WORK REQUEST:
One part of the entries below is wanted: the lines from the one containing "Target: hair tied back" through the one containing "Target: woman's face". Write those out exactly and nothing else.

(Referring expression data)

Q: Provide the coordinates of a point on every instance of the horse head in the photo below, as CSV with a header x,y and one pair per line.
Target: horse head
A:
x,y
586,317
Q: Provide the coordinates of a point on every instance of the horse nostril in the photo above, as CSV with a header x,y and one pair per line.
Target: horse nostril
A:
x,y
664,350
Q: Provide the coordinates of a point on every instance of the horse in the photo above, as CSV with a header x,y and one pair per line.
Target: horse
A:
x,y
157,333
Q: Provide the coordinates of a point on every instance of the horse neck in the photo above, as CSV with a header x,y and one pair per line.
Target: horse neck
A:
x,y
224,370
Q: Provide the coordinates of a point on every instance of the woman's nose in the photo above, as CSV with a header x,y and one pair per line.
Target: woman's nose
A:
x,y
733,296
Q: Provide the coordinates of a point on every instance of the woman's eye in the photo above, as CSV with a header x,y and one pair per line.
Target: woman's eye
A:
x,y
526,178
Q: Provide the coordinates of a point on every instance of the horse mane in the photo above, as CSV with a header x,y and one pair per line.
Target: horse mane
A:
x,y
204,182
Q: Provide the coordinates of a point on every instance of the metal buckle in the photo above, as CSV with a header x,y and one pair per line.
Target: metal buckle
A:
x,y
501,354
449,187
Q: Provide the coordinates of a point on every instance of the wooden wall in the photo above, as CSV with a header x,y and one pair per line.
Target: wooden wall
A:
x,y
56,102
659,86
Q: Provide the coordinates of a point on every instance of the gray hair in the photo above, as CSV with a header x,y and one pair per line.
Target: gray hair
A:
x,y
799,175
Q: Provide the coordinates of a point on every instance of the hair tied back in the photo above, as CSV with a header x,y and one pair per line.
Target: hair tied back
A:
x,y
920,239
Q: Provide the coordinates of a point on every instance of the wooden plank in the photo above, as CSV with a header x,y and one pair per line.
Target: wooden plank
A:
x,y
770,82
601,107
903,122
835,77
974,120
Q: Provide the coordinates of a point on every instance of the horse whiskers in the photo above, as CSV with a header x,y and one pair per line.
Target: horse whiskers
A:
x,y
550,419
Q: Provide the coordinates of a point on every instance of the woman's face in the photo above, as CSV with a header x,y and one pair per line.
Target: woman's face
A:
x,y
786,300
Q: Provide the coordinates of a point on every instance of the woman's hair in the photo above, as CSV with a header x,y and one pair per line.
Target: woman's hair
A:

WRITTEN ANSWER:
Target: hair tied back
A:
x,y
920,239
Q: Provide the coordinates of a point on every instance of the wooden plank in the photo above, as CSV with a header x,y and one pair per line.
Target: wooden plank
A:
x,y
770,82
601,107
903,122
835,77
974,120
Q: Provide the coordinates of a point on every instance of the horse whiskers in the photo above, as CSV with a header x,y and one pair per line.
Target: horse whiskers
A:
x,y
550,419
Q: Provide the coordinates of a point on every instance of the woman's face in the photo above, as CSV with a header x,y and one pair per line.
Target: woman's face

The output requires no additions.